**EXTRACTED TEXT:**

Goldman Sachs Says This Is How Investors Will Be Able To Tell The Market Is About To Bottom

The market hasn’t bottomed yet, but these are the key conditions to watch for.

Stocks have rallied for the last three days, with the Dow posting its largest three-day gain since 1931 adding more than 20%.

For investors hoping this week’s gains are a sign that the market has hit a bottom after falling into a bear market amid the coronavirus crisis, Goldman Sachs has some bad news for you.

The firm said in a note this week that the COVID-19-driven global recession is set to be deeper than the financial crisis, and the market’s response to that has yet to reach the level of “excessive.”

“The coronavirus has created unprecedented financial and societal disruption,” David Kostin, Goldman’s chief U.S. equity Strategist, wrote in a note. “The combination of thin liquidity, high uncertainty, and positioning could cause the S&P 500 to fall below our 2,450 base case estimate of fair value and closer to a trough of 2,000.”

Kostin says that the S&P 500 will likely head back down to 2,450 within the next three months, but also noted that should the economic fallout from the deadly virus deepen, the S&P 500 should bottom at 2,000—or around roughly -24% lower than where the index is now—by midyear, marking a -41% decline from the index’s record high reached just last month.

In another note, Goldman’s economics research team, led by Kamakshya Trivedi, warned investors to stay cautious and defensively positioned in risk assets.

**ENTRIES PROVIDED:**
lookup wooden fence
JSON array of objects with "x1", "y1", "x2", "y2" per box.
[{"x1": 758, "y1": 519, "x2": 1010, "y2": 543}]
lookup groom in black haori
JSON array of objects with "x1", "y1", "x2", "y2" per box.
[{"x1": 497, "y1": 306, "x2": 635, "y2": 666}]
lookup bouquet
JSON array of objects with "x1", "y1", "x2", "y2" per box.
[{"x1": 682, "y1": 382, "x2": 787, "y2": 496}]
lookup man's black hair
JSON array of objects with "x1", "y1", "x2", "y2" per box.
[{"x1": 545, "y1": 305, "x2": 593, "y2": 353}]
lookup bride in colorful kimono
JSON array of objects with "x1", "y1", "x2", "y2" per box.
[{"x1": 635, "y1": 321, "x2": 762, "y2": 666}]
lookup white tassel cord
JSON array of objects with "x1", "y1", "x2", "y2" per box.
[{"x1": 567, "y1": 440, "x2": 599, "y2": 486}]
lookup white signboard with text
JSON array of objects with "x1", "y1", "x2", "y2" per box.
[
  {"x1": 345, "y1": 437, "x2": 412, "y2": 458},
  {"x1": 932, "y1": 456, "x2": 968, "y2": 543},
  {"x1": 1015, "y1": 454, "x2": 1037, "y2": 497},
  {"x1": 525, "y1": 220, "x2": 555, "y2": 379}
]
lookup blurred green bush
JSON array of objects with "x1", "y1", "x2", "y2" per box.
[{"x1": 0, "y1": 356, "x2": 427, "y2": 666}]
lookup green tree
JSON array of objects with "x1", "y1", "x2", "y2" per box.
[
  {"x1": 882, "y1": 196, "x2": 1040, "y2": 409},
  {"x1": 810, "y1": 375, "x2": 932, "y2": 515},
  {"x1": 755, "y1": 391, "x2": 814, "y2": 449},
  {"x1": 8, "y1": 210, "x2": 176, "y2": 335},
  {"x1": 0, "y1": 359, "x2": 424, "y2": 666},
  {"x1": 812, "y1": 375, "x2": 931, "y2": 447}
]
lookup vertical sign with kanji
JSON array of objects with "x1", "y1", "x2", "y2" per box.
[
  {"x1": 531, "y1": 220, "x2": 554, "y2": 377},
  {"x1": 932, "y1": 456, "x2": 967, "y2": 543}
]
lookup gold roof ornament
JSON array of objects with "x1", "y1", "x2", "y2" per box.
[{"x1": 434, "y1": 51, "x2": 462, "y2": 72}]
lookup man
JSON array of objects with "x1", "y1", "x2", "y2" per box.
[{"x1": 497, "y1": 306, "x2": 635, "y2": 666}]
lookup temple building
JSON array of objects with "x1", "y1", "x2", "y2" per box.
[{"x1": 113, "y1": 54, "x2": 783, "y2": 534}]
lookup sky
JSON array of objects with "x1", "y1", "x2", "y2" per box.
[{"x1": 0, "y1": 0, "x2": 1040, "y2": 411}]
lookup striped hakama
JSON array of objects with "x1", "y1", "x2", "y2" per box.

**WHAT YOU SHOULD DO:** Reproduce the passage of the article above on Goldman Sachs and the market bottom word for word, beginning at "Kostin says that" and stopping after "just last month.".

**TASK OUTPUT:**
Kostin says that the S&P 500 will likely head back down to 2,450 within the next three months, but also noted that should the economic fallout from the deadly virus deepen, the S&P 500 should bottom at 2,000—or around roughly -24% lower than where the index is now—by midyear, marking a -41% decline from the index’s record high reached just last month.